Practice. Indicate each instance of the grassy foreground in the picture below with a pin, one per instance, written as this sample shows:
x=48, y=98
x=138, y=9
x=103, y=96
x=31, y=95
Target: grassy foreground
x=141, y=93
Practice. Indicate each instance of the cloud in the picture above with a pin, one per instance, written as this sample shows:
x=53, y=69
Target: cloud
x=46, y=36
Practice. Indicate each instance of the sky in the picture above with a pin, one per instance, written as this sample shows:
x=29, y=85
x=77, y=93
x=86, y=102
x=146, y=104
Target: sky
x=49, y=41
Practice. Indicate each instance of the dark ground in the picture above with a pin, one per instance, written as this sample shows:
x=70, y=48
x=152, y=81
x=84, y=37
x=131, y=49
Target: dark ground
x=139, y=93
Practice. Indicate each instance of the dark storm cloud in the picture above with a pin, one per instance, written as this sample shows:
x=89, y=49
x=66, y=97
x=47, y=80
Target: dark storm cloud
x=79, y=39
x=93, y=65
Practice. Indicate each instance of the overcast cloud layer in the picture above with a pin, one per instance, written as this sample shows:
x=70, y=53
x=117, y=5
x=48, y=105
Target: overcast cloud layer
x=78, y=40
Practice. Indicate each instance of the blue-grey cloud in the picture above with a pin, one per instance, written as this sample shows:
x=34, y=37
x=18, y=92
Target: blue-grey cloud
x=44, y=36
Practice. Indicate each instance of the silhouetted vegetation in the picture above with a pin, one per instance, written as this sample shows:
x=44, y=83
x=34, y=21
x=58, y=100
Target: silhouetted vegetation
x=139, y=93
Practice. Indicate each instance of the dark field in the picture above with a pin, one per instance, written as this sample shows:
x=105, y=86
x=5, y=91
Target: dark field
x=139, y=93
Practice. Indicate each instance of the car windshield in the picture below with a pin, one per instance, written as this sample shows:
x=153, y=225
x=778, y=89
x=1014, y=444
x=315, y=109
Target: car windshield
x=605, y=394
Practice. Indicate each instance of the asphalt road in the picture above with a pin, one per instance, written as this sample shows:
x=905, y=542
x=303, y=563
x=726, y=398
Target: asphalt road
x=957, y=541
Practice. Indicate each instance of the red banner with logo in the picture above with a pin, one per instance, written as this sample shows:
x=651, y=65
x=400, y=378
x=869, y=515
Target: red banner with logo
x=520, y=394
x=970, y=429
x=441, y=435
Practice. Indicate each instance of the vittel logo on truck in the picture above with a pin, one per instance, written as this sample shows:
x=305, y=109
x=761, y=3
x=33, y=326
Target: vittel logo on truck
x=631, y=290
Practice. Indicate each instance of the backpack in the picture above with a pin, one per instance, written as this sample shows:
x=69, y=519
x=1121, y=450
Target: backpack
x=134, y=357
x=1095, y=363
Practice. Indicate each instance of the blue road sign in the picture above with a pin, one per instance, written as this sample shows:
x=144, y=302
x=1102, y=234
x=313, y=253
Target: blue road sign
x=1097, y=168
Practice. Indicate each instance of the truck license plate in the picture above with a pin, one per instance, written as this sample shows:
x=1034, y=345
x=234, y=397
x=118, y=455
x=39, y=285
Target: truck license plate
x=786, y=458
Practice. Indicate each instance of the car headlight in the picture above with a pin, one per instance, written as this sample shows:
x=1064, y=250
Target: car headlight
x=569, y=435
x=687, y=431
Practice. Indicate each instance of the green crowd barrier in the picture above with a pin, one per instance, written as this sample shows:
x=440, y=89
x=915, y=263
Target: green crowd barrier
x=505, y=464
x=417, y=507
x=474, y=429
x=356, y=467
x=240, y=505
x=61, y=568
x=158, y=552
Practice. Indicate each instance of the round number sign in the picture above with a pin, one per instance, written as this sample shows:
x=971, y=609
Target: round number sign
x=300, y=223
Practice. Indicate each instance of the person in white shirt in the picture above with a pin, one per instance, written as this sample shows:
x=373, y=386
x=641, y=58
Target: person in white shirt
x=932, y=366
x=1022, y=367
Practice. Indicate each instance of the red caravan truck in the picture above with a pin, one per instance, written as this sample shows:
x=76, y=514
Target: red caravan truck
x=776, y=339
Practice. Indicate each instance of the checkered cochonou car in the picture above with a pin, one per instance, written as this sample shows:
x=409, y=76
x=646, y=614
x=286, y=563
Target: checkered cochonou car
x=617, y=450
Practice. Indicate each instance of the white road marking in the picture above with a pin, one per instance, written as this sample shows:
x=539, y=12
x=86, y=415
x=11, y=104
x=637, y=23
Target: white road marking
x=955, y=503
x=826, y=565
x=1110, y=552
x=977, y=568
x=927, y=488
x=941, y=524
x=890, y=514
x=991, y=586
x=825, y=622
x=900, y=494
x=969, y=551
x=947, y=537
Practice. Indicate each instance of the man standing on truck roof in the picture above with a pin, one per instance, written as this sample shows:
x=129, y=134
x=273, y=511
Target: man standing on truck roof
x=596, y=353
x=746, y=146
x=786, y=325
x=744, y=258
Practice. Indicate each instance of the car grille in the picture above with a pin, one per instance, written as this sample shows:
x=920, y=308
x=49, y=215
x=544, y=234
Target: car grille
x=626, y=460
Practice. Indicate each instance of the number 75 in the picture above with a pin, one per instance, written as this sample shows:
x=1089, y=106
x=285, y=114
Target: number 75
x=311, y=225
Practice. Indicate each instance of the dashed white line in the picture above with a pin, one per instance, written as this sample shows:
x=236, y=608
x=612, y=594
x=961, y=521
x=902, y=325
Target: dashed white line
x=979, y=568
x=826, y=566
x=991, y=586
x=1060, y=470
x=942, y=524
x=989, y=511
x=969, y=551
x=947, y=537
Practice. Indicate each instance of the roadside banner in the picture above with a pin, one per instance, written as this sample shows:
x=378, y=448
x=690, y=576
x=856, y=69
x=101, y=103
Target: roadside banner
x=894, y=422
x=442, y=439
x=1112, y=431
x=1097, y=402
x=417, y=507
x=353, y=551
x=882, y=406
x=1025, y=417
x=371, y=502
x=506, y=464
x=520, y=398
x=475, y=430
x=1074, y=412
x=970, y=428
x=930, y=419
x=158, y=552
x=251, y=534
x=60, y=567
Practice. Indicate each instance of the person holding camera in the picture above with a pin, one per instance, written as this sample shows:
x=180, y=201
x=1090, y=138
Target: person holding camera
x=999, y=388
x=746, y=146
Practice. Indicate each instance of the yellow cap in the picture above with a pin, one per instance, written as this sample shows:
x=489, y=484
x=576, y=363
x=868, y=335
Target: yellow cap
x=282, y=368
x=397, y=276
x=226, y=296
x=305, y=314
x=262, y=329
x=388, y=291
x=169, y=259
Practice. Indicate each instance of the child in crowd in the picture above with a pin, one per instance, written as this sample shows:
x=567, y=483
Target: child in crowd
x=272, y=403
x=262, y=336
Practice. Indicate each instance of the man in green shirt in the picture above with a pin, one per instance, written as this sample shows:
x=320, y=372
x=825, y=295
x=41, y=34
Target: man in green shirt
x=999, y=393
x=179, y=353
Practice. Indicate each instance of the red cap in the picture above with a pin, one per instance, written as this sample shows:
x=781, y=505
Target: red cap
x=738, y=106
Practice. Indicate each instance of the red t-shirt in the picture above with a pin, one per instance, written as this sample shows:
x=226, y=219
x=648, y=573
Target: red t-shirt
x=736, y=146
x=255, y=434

┄┄┄┄┄┄┄┄┄┄┄┄┄┄┄┄┄┄┄┄

* TO DO *
Print the whole listing again, exactly.

* CORRECT OUTPUT *
Practice. Indicate each instance of the grassy foreground in the picture below with a pin, one per instance, written as this sample shows:
x=48, y=98
x=138, y=9
x=103, y=96
x=31, y=95
Target: grassy foreground
x=141, y=93
Practice. Indicate each instance of the cloud in the picture above with a pin, one per instance, written as this sample shows:
x=53, y=69
Target: cloud
x=46, y=36
Practice. Indicate each instance of the sky in the picture above with a pin, one per instance, written as this sample shows:
x=29, y=85
x=77, y=93
x=86, y=102
x=146, y=104
Target: sky
x=49, y=41
Practice. Indicate each instance of the dark ground in the picture above with a pin, one per instance, written as this sample shows:
x=70, y=48
x=152, y=81
x=84, y=37
x=131, y=49
Target: dark ground
x=139, y=93
Practice. Indicate each instance of the dark storm cloud in the picture above with a pin, one per instance, written as this sample shows:
x=89, y=49
x=66, y=97
x=47, y=80
Target: dark storm cloud
x=79, y=39
x=93, y=65
Practice. Indicate each instance of the overcast cloud layer in the picture above with a pin, one per instance, written as this sample shows:
x=70, y=53
x=117, y=5
x=48, y=105
Target: overcast cloud layer
x=78, y=40
Practice. Indicate each instance of the blue-grey cloud in the picture above with a pin, one per instance, written as this sample shows:
x=34, y=37
x=18, y=92
Target: blue-grey cloud
x=44, y=36
Practice. Indicate each instance of the silhouetted vegetation in the picture above with a pin, one per instance, written as this sample shows:
x=44, y=83
x=34, y=21
x=58, y=100
Target: silhouetted vegetation
x=139, y=93
Practice. Indicate each instance of the dark field in the picture above with a pin, one per instance, written as this sample shows:
x=105, y=86
x=5, y=91
Target: dark field
x=139, y=93
Practice. Indicate each instance of the car windshield in the picture below with a pin, one per instance, written as this sample shows:
x=153, y=225
x=778, y=89
x=1014, y=444
x=315, y=109
Target: car windshield
x=605, y=394
Practice. Indicate each instance of the asphalt road in the picture above with a pin, one per instance, written as this sample shows:
x=905, y=542
x=303, y=563
x=726, y=398
Target: asphalt road
x=957, y=541
Practice. Indicate each instance of the red banner with logo in the picture above with a pin, one per instance, written as this sample shows:
x=651, y=65
x=400, y=378
x=869, y=515
Target: red banner with logo
x=520, y=394
x=970, y=429
x=441, y=435
Practice. Indicate each instance of the vittel logo on truck in the picture above with a pin, one per instance, written as this sample shows:
x=305, y=109
x=761, y=3
x=33, y=326
Target: vittel logo on truck
x=631, y=290
Practice. Indicate each instance of the backpack in the picture above with a pin, one per instance, written as this sample shows:
x=69, y=519
x=1121, y=450
Target: backpack
x=134, y=357
x=1095, y=363
Practice. Indicate each instance of the blue road sign in the picture above with a pin, one per instance, written as this sample shows:
x=144, y=302
x=1102, y=234
x=313, y=253
Target: blue road sign
x=1097, y=168
Practice. Indicate each instance of the truck license plate in the picture above with a pin, one per instance, written as this sample shows:
x=1034, y=345
x=234, y=397
x=118, y=455
x=39, y=285
Target: truck license plate
x=786, y=458
Practice. Indicate each instance of the car headlight in the picture above with a pin, one per instance, written as this sample shows:
x=1064, y=250
Target: car headlight
x=569, y=435
x=687, y=431
Practice. Indicate each instance of the green crowd barrier in the picture above with a pin, one per instance, written as this sample shows:
x=440, y=89
x=915, y=263
Target: green crowd barrier
x=505, y=464
x=417, y=507
x=474, y=429
x=356, y=467
x=240, y=505
x=61, y=568
x=158, y=552
Practice. Indicate each instance of the round number sign in the picture above with a pin, one per instance, written as this sample shows:
x=971, y=609
Target: round number sign
x=300, y=223
Practice. Indicate each instance of the person in white shirt in the picture above with a pin, one per instance, written as this sample shows:
x=373, y=386
x=641, y=58
Target: person in white shirt
x=932, y=366
x=1022, y=367
Practice. Indicate each instance of the red caravan truck in the picture above with a pin, one per instance, written as this sample shows:
x=76, y=514
Target: red caravan truck
x=776, y=339
Practice. Indicate each instance of the checkered cochonou car in the picture above with a pin, one per instance, written as this sample shows:
x=409, y=76
x=646, y=614
x=286, y=563
Target: checkered cochonou car
x=617, y=450
Practice. Indicate each instance of the white road marking in the picture above with a pin, one per instance, written as this sample shows:
x=539, y=12
x=86, y=415
x=11, y=104
x=637, y=23
Target: white road marking
x=955, y=503
x=826, y=565
x=1110, y=552
x=977, y=568
x=927, y=488
x=941, y=524
x=890, y=514
x=991, y=586
x=825, y=622
x=900, y=494
x=969, y=551
x=947, y=537
Practice. Indicate each instance of the man standing on truck roof in the picture above with a pin, one per instance, written as this sample shows:
x=129, y=134
x=273, y=511
Target: man standing on truck roof
x=596, y=353
x=746, y=146
x=786, y=325
x=744, y=258
Practice. Indicate each instance of the car grille in the picture above with a pin, one per instance, written as this sample shows:
x=920, y=308
x=49, y=215
x=544, y=234
Target: car grille
x=626, y=460
Practice. Indicate each instance of the number 75 in the picture above with a pin, one per instance, written as this sample shows:
x=1089, y=106
x=285, y=114
Target: number 75
x=311, y=225
Practice. Indicate each instance of the dashed white line in the picture above with a pin, one per instance, written as this sample shows:
x=236, y=608
x=612, y=594
x=961, y=521
x=902, y=325
Target: dashed white line
x=979, y=568
x=826, y=566
x=991, y=586
x=1060, y=470
x=942, y=524
x=989, y=511
x=969, y=551
x=947, y=537
Practice. Indicate each instance of the roadside banner in the picture above with a pin, one per instance, written as this sample shows:
x=378, y=448
x=690, y=576
x=856, y=69
x=101, y=103
Target: roadside banner
x=894, y=422
x=442, y=439
x=1112, y=431
x=1097, y=402
x=417, y=507
x=353, y=551
x=882, y=406
x=1025, y=417
x=371, y=502
x=506, y=464
x=520, y=398
x=475, y=430
x=1074, y=412
x=970, y=428
x=930, y=419
x=158, y=552
x=251, y=534
x=60, y=567
Practice. Indicate each instance of the person holding camera in the picture above with a pin, one per instance, written as this sample shows:
x=180, y=201
x=1090, y=138
Target: person holding camera
x=999, y=388
x=746, y=146
Practice. Indicate each instance of the yellow cap in the picture above with a pin, one per instance, written as this sample shows:
x=489, y=484
x=576, y=363
x=868, y=335
Target: yellow cap
x=282, y=368
x=397, y=276
x=226, y=296
x=305, y=314
x=262, y=329
x=388, y=291
x=169, y=259
Practice. Indicate each instance of the child in crowd in the picture above with a pin, one per instance, written as this sample shows:
x=567, y=483
Target: child in crowd
x=272, y=403
x=262, y=336
Practice. Indicate each instance of the man in green shirt in the picture above with a pin, one per instance, written as this sample shows:
x=320, y=372
x=825, y=295
x=41, y=34
Target: man in green shirt
x=999, y=393
x=179, y=353
Practice. Indicate each instance of the red cap in the picture above with a pin, one per instance, written as this sample shows:
x=781, y=505
Target: red cap
x=738, y=106
Practice. Indicate each instance of the red t-shirt in the picture above with a pin, one per instance, written as this sample shows:
x=226, y=219
x=648, y=573
Target: red t-shirt
x=736, y=146
x=255, y=434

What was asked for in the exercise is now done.